**Required work**
Give all the records again, with no alterations.

-*-

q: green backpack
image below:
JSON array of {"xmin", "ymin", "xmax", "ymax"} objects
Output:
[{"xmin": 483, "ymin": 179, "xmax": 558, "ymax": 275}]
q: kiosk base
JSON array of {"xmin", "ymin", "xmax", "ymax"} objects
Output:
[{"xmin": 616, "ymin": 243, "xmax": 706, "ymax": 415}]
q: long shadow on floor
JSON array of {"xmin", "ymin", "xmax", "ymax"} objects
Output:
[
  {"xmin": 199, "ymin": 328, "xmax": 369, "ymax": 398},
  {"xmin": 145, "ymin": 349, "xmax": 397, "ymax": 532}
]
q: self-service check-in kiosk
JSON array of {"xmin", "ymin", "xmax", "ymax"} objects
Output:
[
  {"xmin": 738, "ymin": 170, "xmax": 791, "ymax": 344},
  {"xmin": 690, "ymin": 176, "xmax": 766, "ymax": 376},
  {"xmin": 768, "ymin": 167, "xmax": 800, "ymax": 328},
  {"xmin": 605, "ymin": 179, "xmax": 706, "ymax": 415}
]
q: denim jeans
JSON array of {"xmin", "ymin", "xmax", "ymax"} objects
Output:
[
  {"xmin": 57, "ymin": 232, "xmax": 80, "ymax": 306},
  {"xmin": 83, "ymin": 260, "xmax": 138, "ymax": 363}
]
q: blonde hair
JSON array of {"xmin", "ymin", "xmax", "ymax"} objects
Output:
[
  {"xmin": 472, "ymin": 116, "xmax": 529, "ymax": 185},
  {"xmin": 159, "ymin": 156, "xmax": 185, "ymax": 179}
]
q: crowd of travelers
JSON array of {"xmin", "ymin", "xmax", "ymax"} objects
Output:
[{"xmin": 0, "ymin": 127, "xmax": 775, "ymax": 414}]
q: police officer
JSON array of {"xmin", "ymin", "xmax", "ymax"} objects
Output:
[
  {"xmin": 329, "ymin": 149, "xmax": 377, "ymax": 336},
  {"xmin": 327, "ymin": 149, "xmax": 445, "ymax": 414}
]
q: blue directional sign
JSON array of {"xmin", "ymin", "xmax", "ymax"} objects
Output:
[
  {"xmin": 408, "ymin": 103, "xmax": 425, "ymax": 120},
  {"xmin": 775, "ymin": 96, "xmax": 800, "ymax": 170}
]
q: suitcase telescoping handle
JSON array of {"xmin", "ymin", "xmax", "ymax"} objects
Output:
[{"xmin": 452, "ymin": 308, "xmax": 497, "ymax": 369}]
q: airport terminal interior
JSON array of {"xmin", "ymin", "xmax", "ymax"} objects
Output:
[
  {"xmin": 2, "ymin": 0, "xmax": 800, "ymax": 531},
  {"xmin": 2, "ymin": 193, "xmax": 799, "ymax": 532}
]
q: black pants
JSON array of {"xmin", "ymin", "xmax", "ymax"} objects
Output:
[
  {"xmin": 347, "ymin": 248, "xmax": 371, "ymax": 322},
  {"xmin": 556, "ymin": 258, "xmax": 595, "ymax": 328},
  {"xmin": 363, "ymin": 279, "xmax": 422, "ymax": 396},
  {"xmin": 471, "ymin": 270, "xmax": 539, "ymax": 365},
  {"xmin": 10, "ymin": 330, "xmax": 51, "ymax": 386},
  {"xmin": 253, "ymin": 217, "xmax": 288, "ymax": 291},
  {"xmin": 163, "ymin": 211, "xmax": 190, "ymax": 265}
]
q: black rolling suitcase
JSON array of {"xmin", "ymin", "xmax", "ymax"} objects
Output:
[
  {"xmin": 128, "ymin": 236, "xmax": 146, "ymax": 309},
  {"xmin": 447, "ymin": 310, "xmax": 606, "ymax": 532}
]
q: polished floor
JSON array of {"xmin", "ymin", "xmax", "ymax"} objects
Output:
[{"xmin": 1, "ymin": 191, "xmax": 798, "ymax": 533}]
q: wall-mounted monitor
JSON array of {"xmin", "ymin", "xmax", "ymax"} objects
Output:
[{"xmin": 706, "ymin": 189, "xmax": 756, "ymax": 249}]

-*-

**Solution for this problem**
q: green backpack
image below:
JSON array of {"xmin", "ymin", "xmax", "ymax"} objects
Output:
[{"xmin": 483, "ymin": 179, "xmax": 558, "ymax": 275}]
q: kiosk base
JSON array of {"xmin", "ymin", "xmax", "ymax"} objects
Output:
[{"xmin": 616, "ymin": 243, "xmax": 706, "ymax": 415}]
q: long shadow on floor
JSON array of {"xmin", "ymin", "xmax", "ymax"} objects
Output:
[
  {"xmin": 199, "ymin": 328, "xmax": 369, "ymax": 398},
  {"xmin": 145, "ymin": 349, "xmax": 397, "ymax": 532}
]
q: self-service check-in kiosk
JSON array of {"xmin", "ymin", "xmax", "ymax"} objects
Output:
[
  {"xmin": 738, "ymin": 170, "xmax": 791, "ymax": 344},
  {"xmin": 690, "ymin": 176, "xmax": 766, "ymax": 376},
  {"xmin": 768, "ymin": 167, "xmax": 800, "ymax": 328},
  {"xmin": 605, "ymin": 179, "xmax": 706, "ymax": 415}
]
q: denim jeans
JSON array of {"xmin", "ymin", "xmax", "ymax"} objects
Output:
[
  {"xmin": 57, "ymin": 232, "xmax": 80, "ymax": 306},
  {"xmin": 83, "ymin": 260, "xmax": 138, "ymax": 363}
]
q: blonde hair
JSON array of {"xmin", "ymin", "xmax", "ymax"} objects
Output:
[
  {"xmin": 472, "ymin": 116, "xmax": 529, "ymax": 185},
  {"xmin": 159, "ymin": 156, "xmax": 185, "ymax": 179}
]
q: crowd of travelers
JSON array of {"xmin", "ymin", "xmax", "ymax"} objects
Output:
[{"xmin": 0, "ymin": 127, "xmax": 775, "ymax": 414}]
q: police officer
JSON array of {"xmin", "ymin", "xmax", "ymax"} objects
Output:
[
  {"xmin": 329, "ymin": 149, "xmax": 377, "ymax": 336},
  {"xmin": 327, "ymin": 149, "xmax": 445, "ymax": 414}
]
q: blue directional sign
JSON array of {"xmin", "ymin", "xmax", "ymax"} objects
Output:
[
  {"xmin": 408, "ymin": 103, "xmax": 425, "ymax": 120},
  {"xmin": 775, "ymin": 96, "xmax": 800, "ymax": 170}
]
q: suitcase telescoping handle
JSON array of {"xmin", "ymin", "xmax", "ymax"} objects
Output:
[{"xmin": 452, "ymin": 308, "xmax": 497, "ymax": 369}]
q: airport terminal interior
JSON array of {"xmin", "ymin", "xmax", "ymax"} objects
Output:
[
  {"xmin": 2, "ymin": 0, "xmax": 800, "ymax": 531},
  {"xmin": 2, "ymin": 193, "xmax": 799, "ymax": 532}
]
q: black pants
JSON array of {"xmin", "ymin", "xmax", "ymax"} objects
Output:
[
  {"xmin": 347, "ymin": 248, "xmax": 371, "ymax": 322},
  {"xmin": 556, "ymin": 258, "xmax": 595, "ymax": 328},
  {"xmin": 363, "ymin": 279, "xmax": 422, "ymax": 396},
  {"xmin": 471, "ymin": 270, "xmax": 539, "ymax": 365},
  {"xmin": 10, "ymin": 330, "xmax": 51, "ymax": 386},
  {"xmin": 253, "ymin": 217, "xmax": 288, "ymax": 291},
  {"xmin": 163, "ymin": 211, "xmax": 190, "ymax": 265}
]
q: black rolling suitcase
JSON array of {"xmin", "ymin", "xmax", "ymax"} objects
Output:
[
  {"xmin": 128, "ymin": 236, "xmax": 146, "ymax": 309},
  {"xmin": 447, "ymin": 310, "xmax": 606, "ymax": 532}
]
q: polished floor
JSON array of {"xmin", "ymin", "xmax", "ymax"} objects
Output:
[{"xmin": 1, "ymin": 191, "xmax": 798, "ymax": 533}]
q: wall-mounted monitor
JSON array of {"xmin", "ymin", "xmax", "ymax"} objects
Output:
[{"xmin": 706, "ymin": 189, "xmax": 756, "ymax": 249}]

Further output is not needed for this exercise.